> **DATA TO PROCESS**:

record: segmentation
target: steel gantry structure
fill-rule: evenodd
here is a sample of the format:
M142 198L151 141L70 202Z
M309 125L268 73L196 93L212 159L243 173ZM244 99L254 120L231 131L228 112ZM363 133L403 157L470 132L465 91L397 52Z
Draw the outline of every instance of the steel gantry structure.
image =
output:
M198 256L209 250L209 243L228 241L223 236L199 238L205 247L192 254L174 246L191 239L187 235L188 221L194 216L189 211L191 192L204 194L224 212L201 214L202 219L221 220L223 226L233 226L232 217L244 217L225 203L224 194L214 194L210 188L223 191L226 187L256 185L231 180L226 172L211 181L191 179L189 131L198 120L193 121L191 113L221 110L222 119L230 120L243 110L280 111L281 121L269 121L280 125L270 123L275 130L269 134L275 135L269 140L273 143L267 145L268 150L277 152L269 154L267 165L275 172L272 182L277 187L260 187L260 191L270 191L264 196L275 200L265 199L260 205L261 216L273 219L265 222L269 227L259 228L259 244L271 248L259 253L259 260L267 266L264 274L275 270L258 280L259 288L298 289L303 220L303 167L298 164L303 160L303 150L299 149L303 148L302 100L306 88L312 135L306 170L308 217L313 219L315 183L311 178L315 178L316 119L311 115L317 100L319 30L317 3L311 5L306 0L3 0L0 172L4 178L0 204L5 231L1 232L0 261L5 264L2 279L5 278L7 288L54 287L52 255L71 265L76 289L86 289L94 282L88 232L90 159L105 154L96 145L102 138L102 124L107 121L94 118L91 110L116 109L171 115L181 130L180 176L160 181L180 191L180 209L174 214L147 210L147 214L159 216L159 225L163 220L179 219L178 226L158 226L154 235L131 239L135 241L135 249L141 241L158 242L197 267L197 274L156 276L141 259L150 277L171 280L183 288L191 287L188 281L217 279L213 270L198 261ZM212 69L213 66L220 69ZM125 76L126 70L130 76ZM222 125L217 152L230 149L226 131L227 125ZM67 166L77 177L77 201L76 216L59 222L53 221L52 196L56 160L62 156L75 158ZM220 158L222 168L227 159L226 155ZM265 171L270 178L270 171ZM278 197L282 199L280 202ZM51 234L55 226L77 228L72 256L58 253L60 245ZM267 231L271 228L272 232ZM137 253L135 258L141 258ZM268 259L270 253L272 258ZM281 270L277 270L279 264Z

> **AIM**: Report how many lines of the material above contain the string "gantry". Give only the number.

> **ANSWER TO THIS TASK**: 2